_PROBLEM STATEMENT_
Print out the material that follows word for word.

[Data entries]
════════════════
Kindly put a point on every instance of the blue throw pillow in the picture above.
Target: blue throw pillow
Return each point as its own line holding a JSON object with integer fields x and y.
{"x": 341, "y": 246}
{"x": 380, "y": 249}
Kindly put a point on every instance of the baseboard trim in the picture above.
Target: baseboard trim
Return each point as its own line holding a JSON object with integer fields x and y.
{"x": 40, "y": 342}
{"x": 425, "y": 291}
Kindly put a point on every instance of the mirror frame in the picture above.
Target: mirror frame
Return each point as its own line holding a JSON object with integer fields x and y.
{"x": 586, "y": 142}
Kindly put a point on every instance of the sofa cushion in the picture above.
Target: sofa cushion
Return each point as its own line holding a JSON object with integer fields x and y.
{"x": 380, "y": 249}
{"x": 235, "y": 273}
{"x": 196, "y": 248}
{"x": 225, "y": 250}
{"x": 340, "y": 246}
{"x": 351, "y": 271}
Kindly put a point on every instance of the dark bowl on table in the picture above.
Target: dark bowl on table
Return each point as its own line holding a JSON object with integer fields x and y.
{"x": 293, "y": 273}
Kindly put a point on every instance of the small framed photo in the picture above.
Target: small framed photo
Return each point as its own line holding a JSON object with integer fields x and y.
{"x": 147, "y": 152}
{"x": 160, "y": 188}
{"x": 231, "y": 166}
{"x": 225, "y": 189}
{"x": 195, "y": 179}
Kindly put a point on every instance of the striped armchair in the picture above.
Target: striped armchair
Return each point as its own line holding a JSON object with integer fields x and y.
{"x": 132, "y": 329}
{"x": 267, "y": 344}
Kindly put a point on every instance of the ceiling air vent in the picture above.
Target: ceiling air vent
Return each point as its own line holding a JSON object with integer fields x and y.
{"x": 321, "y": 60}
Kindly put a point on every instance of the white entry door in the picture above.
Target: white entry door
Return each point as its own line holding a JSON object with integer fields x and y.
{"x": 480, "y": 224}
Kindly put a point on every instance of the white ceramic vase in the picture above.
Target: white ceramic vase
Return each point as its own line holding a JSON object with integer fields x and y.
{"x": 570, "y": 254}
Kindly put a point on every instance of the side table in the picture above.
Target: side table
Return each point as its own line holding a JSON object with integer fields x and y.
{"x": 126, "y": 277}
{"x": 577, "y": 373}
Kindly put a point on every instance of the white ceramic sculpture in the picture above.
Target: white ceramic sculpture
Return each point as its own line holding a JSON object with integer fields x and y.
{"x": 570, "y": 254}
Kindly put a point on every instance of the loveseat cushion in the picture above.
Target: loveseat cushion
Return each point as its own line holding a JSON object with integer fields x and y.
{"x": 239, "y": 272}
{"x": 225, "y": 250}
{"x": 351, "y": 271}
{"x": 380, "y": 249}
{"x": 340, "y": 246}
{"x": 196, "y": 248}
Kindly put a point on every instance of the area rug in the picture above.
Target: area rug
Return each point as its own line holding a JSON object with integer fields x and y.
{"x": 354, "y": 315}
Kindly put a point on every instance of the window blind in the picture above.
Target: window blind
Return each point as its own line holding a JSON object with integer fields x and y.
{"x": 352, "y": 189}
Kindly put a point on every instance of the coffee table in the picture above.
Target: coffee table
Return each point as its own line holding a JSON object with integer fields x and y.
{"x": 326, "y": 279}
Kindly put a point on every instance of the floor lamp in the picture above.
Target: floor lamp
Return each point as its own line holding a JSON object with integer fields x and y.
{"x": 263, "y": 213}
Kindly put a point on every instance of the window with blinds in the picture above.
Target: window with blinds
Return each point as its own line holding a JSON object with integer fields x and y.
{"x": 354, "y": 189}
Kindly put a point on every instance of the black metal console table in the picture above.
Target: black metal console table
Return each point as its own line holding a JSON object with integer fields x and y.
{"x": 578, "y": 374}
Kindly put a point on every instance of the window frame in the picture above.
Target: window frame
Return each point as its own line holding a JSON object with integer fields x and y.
════════════════
_TASK OUTPUT_
Kindly put a point on every instance of the blue throw pillow in the picture above.
Target: blue throw pillow
Return each point as its own line holding a JSON object with integer fields x and y.
{"x": 341, "y": 246}
{"x": 380, "y": 249}
Kindly put a point on every instance of the baseboard trim in the picture above.
Target: baseboard trim
Return each point as its own line holding a JSON object with integer fields x and y.
{"x": 40, "y": 342}
{"x": 425, "y": 291}
Kindly put a point on every instance of the mirror frame in the picture above.
Target: mirror frame
Return each point as its own line holding a JSON object with integer fields x and y.
{"x": 586, "y": 142}
Kindly put a point on every instance of the sofa cushion in the picture above.
Target: sofa cushion
Return each point as its own line holding a JSON object with integer fields x and y.
{"x": 380, "y": 249}
{"x": 235, "y": 273}
{"x": 196, "y": 248}
{"x": 225, "y": 250}
{"x": 340, "y": 246}
{"x": 351, "y": 271}
Kindly put a point on every instance of the dark bowl on table in the picture above.
Target: dark bowl on table
Return each point as its own line holding a JSON object with integer fields x and y.
{"x": 293, "y": 273}
Kindly put a point on every instance of the small framed photo in the picture above.
Target: small framed photo
Return each point as its own line holding a JSON object with integer fields x and y.
{"x": 147, "y": 152}
{"x": 160, "y": 188}
{"x": 231, "y": 166}
{"x": 225, "y": 189}
{"x": 195, "y": 179}
Kindly put a point on every instance of the striped armchair in the picture above.
Target: striped armchair
Return each point as its own line holding a JSON object with integer fields x and y.
{"x": 132, "y": 329}
{"x": 267, "y": 344}
Kindly put a point on every instance of the ceiling air vent in the picture above.
Target: ceiling air vent
Return each point as its own line holding a JSON object with integer fields x and y.
{"x": 321, "y": 60}
Kindly put a point on every instance of the white entry door in the picture above.
Target: white entry door
Return each point as its own line holding a JSON object with integer fields x and y.
{"x": 480, "y": 224}
Kindly put a point on every instance of the white ceramic vase in the picture above.
Target: white ceramic vase
Return each point as its own line holding a JSON object with integer fields x and y.
{"x": 570, "y": 254}
Kindly put a point on every instance of the side table in the picture above.
Target: side table
Return each point as its own line holding a JSON object with integer fields x and y.
{"x": 126, "y": 277}
{"x": 577, "y": 373}
Kindly put a point on every instance of the white ceramic sculpture in the picture above.
Target: white ceramic sculpture
Return each point as its own line holding a JSON object with integer fields x and y.
{"x": 570, "y": 254}
Kindly put a point on every instance of the loveseat cushion in the picture above.
Target: loveseat cushion
Return each point as its own line holding a JSON object with integer fields x and y.
{"x": 239, "y": 272}
{"x": 225, "y": 250}
{"x": 351, "y": 271}
{"x": 380, "y": 249}
{"x": 340, "y": 246}
{"x": 196, "y": 248}
Kindly put a point on every instance of the area rug in the picture above.
Target: area rug
Return each point as its own line holding a JSON object with integer fields x and y.
{"x": 354, "y": 315}
Kindly put a point on every instance of the window blind in the picture above.
Target: window blind
Return each point as its own line holding a JSON object with integer fields x and y.
{"x": 352, "y": 189}
Kindly put a point on every instance of the coffee table in the picture above.
Target: coffee table
Return each point as its own line holding a JSON object with integer fields x and y.
{"x": 326, "y": 279}
Kindly put a point on every instance of the floor lamp in the picture above.
Target: floor lamp
Return each point as its own line holding a JSON object with integer fields x and y.
{"x": 263, "y": 213}
Kindly put a point on every instance of the window with blinds in the picture above.
Target: window with blinds
Return each point as its own line holding a JSON object with integer fields x and y.
{"x": 354, "y": 189}
Kindly put a point on every instance of the black metal console table in the picture above.
Target: black metal console table
Return each point as its own line holding a JSON object with integer fields x and y.
{"x": 578, "y": 374}
Kindly put a point on every instance of the window frame in the picture above.
Target: window frame
Return each point as its own line holding a JSON object with integer fields x and y.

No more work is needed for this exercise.